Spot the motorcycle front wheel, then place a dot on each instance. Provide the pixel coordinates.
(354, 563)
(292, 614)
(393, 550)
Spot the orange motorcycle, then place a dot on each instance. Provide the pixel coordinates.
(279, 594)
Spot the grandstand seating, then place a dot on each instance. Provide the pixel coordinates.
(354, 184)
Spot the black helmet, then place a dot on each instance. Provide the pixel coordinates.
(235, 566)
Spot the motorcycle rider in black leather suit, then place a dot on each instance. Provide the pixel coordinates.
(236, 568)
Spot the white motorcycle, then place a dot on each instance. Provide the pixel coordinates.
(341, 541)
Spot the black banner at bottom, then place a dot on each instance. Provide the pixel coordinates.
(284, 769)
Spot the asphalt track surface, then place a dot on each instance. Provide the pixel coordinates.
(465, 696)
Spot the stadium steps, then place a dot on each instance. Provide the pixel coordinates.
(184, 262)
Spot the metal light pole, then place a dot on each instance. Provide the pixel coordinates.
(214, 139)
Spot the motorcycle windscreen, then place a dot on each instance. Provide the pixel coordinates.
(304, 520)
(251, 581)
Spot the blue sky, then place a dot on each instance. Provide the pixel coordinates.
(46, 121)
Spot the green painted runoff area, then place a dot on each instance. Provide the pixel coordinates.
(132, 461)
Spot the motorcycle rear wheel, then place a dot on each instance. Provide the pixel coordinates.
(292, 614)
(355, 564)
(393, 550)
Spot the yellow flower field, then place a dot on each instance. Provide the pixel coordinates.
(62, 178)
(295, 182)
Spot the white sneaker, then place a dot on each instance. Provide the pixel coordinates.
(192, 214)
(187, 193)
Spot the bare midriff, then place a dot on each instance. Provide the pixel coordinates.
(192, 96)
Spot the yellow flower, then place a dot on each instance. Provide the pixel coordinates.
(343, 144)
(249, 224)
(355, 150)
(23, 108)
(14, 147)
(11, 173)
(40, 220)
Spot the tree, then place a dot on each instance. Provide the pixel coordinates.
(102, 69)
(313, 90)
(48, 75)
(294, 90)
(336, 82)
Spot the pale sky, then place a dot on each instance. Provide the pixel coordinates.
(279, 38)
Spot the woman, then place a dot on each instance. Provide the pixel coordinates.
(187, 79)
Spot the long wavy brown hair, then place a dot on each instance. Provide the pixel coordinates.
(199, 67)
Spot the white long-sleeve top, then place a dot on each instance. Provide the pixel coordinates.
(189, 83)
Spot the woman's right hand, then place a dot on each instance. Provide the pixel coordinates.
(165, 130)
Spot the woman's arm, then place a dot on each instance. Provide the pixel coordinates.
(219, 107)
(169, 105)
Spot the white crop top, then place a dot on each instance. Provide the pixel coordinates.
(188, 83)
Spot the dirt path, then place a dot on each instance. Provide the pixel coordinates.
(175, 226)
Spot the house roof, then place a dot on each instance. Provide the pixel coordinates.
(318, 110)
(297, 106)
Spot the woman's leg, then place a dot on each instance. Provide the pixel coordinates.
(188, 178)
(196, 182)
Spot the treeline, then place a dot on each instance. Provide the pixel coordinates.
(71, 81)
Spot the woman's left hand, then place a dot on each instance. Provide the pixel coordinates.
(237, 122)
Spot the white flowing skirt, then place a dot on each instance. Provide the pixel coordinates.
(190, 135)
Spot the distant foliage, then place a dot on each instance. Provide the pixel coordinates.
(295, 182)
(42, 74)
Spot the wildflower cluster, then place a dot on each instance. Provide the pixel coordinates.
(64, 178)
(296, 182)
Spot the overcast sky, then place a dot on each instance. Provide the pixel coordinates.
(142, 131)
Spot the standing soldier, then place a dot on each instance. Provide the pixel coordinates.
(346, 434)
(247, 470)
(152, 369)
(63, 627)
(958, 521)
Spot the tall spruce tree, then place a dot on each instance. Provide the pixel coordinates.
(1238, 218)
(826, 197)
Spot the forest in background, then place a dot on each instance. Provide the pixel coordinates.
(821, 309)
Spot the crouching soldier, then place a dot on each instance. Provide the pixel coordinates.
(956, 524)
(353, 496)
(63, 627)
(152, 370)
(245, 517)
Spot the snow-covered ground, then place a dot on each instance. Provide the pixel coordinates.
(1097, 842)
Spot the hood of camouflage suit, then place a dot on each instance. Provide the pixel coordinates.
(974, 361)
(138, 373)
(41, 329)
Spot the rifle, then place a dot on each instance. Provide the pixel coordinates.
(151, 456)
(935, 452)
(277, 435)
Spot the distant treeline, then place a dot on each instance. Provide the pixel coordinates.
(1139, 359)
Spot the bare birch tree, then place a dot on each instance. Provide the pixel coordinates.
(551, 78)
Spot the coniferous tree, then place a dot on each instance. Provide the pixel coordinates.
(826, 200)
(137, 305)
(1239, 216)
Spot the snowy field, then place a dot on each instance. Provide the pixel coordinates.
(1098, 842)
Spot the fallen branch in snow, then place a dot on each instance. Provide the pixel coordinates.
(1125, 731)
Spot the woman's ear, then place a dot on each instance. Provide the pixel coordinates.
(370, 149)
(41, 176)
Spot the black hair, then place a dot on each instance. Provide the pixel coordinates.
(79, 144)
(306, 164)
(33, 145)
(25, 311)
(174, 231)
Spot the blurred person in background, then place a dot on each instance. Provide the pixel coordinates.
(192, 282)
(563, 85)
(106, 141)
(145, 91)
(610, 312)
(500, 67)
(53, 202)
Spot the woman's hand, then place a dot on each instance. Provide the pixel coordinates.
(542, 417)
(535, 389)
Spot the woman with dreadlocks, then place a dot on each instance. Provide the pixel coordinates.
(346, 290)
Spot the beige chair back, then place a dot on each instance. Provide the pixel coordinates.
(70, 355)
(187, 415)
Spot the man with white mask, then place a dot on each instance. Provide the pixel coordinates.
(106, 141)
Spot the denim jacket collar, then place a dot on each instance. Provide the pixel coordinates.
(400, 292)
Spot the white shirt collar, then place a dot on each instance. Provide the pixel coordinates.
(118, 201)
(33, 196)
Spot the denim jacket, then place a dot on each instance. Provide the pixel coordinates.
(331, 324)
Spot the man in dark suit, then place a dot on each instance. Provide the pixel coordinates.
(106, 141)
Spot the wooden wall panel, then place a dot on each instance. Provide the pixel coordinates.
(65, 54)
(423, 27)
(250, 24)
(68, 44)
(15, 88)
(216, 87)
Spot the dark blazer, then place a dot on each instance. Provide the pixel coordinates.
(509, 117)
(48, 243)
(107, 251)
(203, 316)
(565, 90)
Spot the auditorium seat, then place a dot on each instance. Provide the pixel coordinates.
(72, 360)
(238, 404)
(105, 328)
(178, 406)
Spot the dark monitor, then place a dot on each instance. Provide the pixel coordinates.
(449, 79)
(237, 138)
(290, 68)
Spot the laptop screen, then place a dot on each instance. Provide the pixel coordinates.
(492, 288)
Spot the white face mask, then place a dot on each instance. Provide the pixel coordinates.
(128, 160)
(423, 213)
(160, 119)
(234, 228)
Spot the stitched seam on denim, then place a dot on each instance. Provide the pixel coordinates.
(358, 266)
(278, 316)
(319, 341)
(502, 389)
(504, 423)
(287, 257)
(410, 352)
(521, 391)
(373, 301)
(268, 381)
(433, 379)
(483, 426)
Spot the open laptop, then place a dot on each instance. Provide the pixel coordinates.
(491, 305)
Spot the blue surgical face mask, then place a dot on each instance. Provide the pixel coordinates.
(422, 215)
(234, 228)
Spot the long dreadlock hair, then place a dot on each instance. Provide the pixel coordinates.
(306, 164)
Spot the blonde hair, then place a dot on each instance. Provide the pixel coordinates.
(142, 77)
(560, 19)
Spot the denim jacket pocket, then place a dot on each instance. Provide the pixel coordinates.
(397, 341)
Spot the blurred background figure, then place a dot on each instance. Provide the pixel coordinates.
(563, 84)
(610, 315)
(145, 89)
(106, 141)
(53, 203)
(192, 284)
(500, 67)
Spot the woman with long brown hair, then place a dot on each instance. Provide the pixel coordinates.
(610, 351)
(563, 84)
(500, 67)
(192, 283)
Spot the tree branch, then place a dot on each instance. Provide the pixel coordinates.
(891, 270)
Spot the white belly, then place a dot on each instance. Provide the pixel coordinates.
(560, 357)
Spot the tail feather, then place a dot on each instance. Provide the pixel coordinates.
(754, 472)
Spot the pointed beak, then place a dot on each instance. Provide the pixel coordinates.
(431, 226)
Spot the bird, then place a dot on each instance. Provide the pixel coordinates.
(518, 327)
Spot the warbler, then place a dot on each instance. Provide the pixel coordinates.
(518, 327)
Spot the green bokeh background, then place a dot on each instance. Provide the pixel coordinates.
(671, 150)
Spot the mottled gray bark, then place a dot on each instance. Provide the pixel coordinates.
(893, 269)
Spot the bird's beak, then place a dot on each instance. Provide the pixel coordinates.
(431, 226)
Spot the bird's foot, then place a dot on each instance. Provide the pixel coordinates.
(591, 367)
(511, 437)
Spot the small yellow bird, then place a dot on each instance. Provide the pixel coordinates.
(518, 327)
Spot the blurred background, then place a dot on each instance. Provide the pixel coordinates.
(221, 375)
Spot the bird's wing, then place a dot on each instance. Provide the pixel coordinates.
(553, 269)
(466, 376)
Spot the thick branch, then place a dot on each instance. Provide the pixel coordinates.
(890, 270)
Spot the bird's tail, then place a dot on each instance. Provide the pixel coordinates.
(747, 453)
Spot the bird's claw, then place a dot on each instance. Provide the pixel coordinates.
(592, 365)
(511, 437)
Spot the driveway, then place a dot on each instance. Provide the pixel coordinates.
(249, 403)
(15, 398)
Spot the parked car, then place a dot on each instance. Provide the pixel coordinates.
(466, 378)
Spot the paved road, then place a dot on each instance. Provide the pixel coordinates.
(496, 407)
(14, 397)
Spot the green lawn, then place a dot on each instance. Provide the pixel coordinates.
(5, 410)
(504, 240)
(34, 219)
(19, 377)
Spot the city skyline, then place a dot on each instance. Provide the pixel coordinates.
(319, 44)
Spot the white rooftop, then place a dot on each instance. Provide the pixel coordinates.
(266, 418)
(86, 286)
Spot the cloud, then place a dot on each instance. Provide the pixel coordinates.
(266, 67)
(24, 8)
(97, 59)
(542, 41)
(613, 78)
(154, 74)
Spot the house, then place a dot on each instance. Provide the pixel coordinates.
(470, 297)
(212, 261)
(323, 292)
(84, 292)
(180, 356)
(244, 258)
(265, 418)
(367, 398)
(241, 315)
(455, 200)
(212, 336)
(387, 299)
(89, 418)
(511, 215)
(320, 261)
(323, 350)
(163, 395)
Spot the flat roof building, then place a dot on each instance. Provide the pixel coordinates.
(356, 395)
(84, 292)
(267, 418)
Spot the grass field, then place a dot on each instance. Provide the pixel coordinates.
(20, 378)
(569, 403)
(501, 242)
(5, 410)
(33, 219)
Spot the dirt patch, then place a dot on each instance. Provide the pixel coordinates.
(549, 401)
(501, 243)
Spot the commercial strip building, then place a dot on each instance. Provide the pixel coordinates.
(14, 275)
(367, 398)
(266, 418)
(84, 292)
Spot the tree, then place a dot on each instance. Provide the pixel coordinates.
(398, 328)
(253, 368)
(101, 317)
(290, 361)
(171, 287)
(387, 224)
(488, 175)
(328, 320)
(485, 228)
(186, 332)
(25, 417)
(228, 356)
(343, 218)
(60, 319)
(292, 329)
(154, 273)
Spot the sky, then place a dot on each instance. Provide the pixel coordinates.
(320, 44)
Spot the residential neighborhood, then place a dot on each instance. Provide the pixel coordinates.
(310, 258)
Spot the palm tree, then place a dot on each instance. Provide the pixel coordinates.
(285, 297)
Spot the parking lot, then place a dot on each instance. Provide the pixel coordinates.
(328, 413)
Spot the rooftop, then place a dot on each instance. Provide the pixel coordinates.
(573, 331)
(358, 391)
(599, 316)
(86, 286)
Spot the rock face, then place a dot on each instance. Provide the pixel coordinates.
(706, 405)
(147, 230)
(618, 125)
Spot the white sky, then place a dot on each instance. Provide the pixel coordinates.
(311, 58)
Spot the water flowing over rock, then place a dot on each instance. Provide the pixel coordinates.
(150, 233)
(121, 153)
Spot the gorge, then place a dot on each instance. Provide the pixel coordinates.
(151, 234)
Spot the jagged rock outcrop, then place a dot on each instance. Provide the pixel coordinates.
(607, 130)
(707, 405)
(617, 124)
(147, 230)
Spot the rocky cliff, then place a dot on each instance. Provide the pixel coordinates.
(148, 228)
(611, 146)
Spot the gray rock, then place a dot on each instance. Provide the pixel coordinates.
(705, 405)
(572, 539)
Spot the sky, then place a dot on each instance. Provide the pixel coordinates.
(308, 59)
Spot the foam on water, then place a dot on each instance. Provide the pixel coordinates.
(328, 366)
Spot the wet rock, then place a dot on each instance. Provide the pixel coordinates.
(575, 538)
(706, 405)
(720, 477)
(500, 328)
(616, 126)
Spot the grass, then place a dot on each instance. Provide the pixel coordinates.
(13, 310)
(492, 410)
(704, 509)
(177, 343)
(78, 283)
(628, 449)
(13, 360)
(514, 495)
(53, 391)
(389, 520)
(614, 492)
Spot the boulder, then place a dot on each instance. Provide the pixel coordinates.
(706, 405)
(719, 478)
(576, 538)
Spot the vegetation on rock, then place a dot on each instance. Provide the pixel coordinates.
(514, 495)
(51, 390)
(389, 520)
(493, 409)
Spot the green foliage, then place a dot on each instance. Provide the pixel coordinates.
────────
» **Short problem**: Reproduce only the lines between the line containing "Spot the rocky" and the last line of the records, those two lines included, exactly.

» **Task output**:
Spot the rocky cliff, then place a dot on each instance. Provide the pixel coordinates.
(148, 228)
(611, 146)
Spot the gray rock, then place a dot on each instance. Provide the pixel coordinates.
(705, 405)
(572, 539)
Spot the sky, then place a dot on each instance. Provide the pixel coordinates.
(308, 59)
Spot the foam on water, then place a dot on each instance. Provide the pixel coordinates.
(328, 366)
Spot the wet rock, then place a dot on each instance. Provide the pixel coordinates.
(575, 538)
(706, 405)
(720, 477)
(500, 328)
(616, 126)
Spot the grass, then place a dot on each instance. Provide the pixel coordinates.
(13, 310)
(492, 410)
(704, 509)
(177, 343)
(78, 283)
(628, 449)
(13, 360)
(514, 495)
(53, 391)
(389, 520)
(614, 492)
Spot the boulder, then place a dot on each instance. Provide the pixel coordinates.
(706, 405)
(719, 478)
(576, 538)
Spot the vegetation on rock, then place a dot on each instance. Provide the pixel coordinates.
(514, 495)
(51, 390)
(389, 520)
(493, 409)
Spot the green foliage, then place a dot on each instance. Provide the pixel coordinates.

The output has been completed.